**TASK TO COMPLETE:** In the records below, find the line that contains "x=549 y=304" and the line that contains "x=746 y=454", then retype exactly those two lines and every line between them.
################
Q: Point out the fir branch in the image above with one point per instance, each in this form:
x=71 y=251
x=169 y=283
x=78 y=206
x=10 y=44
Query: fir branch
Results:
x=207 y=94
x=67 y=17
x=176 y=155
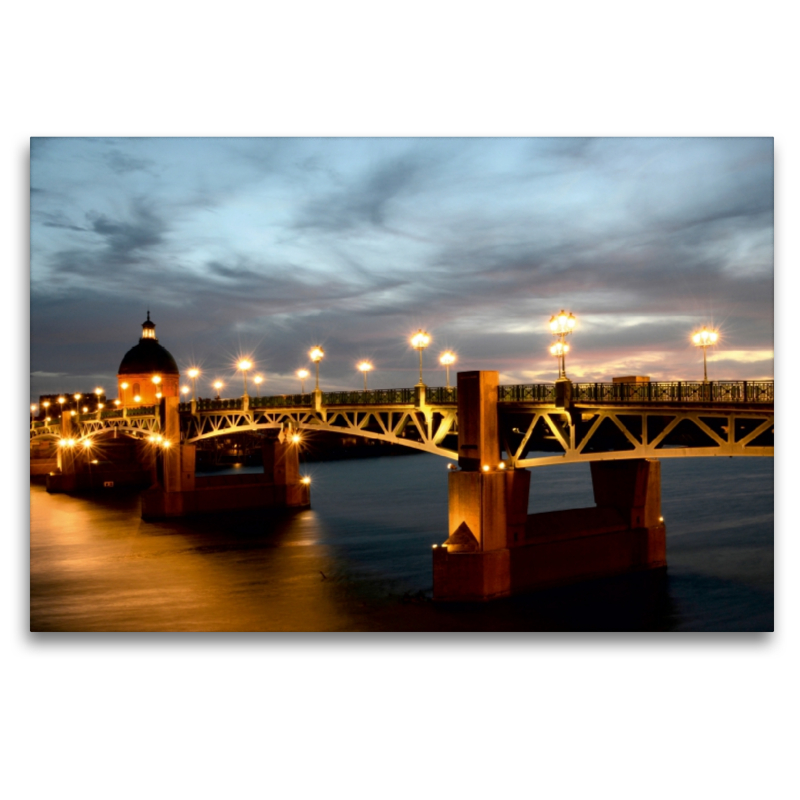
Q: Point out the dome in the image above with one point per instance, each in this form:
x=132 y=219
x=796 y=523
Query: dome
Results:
x=148 y=355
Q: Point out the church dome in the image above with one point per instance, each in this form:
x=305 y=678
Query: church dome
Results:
x=148 y=356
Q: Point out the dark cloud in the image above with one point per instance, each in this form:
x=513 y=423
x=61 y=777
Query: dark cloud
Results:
x=271 y=246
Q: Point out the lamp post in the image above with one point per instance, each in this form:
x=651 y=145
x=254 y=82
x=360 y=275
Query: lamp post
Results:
x=244 y=365
x=303 y=374
x=365 y=367
x=705 y=338
x=316 y=354
x=561 y=326
x=419 y=341
x=447 y=358
x=193 y=373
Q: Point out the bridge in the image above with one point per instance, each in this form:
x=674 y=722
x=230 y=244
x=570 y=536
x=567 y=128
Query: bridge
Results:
x=492 y=434
x=599 y=421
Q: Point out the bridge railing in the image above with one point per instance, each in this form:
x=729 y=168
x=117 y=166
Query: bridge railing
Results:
x=370 y=397
x=544 y=393
x=527 y=393
x=652 y=392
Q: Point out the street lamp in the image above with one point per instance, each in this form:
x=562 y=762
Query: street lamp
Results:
x=302 y=374
x=447 y=358
x=244 y=365
x=704 y=338
x=193 y=373
x=419 y=341
x=561 y=326
x=316 y=354
x=365 y=367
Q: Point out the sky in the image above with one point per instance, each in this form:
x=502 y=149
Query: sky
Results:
x=265 y=247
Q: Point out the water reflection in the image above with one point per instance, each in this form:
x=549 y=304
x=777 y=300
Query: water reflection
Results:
x=360 y=559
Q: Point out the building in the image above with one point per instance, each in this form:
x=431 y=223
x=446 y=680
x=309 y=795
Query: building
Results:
x=148 y=371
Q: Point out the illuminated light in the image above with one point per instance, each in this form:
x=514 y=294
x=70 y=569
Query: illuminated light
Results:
x=365 y=367
x=705 y=338
x=420 y=340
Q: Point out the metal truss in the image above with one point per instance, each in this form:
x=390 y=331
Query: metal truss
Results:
x=606 y=434
x=421 y=429
x=84 y=428
x=533 y=434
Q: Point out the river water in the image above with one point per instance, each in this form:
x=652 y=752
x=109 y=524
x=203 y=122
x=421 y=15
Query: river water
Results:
x=360 y=558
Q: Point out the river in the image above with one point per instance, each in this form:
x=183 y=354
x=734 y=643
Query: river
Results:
x=360 y=558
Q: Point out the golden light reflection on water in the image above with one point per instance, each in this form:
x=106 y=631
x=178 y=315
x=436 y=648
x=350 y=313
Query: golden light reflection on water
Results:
x=96 y=566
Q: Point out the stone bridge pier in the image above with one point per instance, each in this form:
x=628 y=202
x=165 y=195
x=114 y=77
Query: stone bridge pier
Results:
x=180 y=492
x=495 y=548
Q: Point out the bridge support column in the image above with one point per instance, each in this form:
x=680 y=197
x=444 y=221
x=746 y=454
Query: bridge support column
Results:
x=181 y=493
x=495 y=548
x=65 y=478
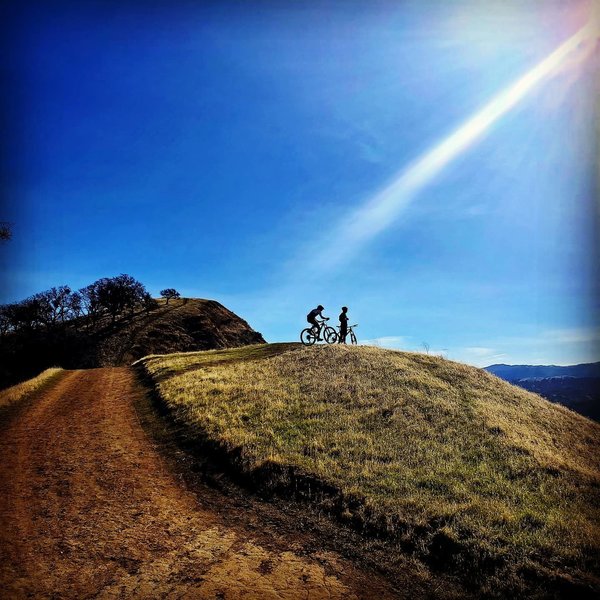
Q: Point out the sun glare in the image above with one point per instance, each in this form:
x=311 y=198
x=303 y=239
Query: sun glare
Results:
x=377 y=213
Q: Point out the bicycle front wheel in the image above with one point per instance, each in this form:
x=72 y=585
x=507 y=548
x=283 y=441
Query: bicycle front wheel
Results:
x=308 y=337
x=330 y=335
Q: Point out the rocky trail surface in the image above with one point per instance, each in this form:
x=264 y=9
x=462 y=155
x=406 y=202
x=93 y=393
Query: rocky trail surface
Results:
x=90 y=507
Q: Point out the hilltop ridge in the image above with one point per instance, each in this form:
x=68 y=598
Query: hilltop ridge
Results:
x=460 y=469
x=182 y=325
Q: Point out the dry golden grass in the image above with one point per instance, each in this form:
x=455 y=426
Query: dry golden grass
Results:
x=463 y=469
x=17 y=392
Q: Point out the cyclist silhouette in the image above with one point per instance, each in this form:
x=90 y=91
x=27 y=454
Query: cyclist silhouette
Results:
x=343 y=324
x=311 y=317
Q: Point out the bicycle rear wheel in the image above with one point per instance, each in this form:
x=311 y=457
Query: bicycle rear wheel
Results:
x=308 y=337
x=330 y=335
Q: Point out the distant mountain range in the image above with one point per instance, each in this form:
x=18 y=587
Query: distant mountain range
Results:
x=576 y=386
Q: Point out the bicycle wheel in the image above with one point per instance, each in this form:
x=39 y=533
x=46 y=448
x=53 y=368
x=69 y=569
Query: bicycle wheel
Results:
x=330 y=335
x=308 y=337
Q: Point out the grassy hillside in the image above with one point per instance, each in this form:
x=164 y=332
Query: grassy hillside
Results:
x=16 y=393
x=448 y=462
x=182 y=325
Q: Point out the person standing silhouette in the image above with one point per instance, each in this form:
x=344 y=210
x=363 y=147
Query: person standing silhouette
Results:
x=343 y=324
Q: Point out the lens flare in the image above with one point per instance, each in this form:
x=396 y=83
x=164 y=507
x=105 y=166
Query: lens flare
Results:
x=380 y=211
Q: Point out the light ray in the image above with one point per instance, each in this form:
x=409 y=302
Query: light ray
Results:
x=381 y=210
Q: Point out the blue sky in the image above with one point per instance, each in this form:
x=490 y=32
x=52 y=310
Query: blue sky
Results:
x=221 y=149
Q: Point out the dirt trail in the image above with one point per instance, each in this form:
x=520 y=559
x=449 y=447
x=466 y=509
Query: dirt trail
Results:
x=89 y=507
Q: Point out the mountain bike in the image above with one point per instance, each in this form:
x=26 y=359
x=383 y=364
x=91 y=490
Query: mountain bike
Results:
x=350 y=333
x=309 y=336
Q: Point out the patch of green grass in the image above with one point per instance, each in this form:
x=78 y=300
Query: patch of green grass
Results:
x=14 y=394
x=471 y=473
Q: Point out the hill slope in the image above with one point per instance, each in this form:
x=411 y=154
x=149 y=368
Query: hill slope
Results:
x=182 y=325
x=461 y=469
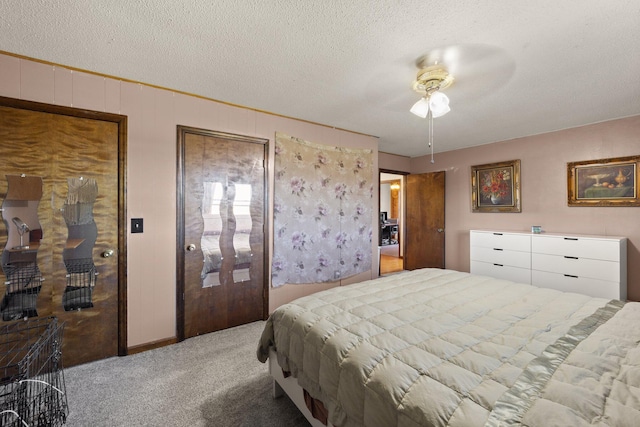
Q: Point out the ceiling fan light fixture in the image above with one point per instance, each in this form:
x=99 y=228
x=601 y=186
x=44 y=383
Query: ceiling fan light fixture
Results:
x=421 y=108
x=439 y=104
x=429 y=82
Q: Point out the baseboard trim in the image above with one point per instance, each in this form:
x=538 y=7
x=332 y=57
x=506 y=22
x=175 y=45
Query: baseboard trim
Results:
x=151 y=345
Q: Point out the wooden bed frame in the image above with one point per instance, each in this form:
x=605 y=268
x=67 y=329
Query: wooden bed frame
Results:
x=290 y=387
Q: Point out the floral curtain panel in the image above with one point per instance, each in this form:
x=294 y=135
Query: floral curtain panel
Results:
x=322 y=211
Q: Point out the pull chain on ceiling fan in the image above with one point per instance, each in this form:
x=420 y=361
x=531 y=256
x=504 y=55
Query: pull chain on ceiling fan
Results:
x=429 y=83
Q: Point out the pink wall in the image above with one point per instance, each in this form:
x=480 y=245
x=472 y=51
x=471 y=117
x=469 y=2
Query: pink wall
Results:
x=544 y=161
x=153 y=115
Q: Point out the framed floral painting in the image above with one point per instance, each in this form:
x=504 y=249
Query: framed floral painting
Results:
x=604 y=182
x=495 y=187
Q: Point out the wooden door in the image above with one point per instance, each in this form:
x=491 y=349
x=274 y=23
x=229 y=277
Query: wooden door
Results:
x=221 y=228
x=62 y=188
x=424 y=228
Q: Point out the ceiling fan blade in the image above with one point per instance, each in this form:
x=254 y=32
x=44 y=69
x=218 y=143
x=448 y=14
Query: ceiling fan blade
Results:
x=477 y=69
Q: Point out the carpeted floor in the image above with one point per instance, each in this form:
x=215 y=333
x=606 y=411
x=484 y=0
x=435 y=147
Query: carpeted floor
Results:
x=210 y=380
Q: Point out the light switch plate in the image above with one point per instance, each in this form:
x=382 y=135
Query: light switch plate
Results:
x=137 y=225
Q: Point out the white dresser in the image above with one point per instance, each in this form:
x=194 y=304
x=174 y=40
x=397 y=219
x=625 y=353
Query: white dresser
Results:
x=590 y=265
x=501 y=254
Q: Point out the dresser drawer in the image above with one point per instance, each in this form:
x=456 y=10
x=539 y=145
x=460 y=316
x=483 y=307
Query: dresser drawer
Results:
x=580 y=247
x=515 y=274
x=582 y=285
x=501 y=256
x=579 y=267
x=499 y=240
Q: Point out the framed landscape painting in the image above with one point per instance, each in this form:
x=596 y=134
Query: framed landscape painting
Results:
x=495 y=187
x=604 y=182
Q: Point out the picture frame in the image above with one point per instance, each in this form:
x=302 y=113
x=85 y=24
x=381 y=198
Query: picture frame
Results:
################
**EXPECTED OUTPUT:**
x=549 y=304
x=777 y=300
Query: water reflection
Results:
x=360 y=559
Q: Point out the building in the image above with one point per instance, each in this form:
x=431 y=223
x=446 y=680
x=309 y=795
Query: building
Results:
x=148 y=371
Q: Point out the illuminated light in the image above with one point per instance, each in this form:
x=514 y=294
x=70 y=569
Query: illuminated light
Results:
x=365 y=367
x=705 y=338
x=420 y=340
Q: Point out the metal truss in the image above with one point per instance, each in this form:
x=390 y=331
Query: metal truss
Results:
x=606 y=434
x=421 y=429
x=84 y=428
x=533 y=434
Q: Point out the river water in the image above with one point per instance, each in this form:
x=652 y=752
x=109 y=524
x=203 y=122
x=421 y=15
Query: river water
Results:
x=360 y=558
Q: Point out the river in the image above with one point per instance, each in this form:
x=183 y=354
x=734 y=643
Query: river
Results:
x=360 y=558
Q: Point out the golden light reflection on water in the image above with one point per instance, each in this form:
x=106 y=631
x=178 y=315
x=436 y=648
x=350 y=313
Query: golden light reflection on water
Results:
x=96 y=566
Q: Point out the stone bridge pier in the image above with one point per instance, each in this form:
x=628 y=202
x=165 y=195
x=114 y=77
Query: stone bridge pier
Results:
x=180 y=492
x=495 y=548
Q: Point out the bridge support column in the image above with one point per instance, each in this form:
x=680 y=197
x=444 y=221
x=746 y=454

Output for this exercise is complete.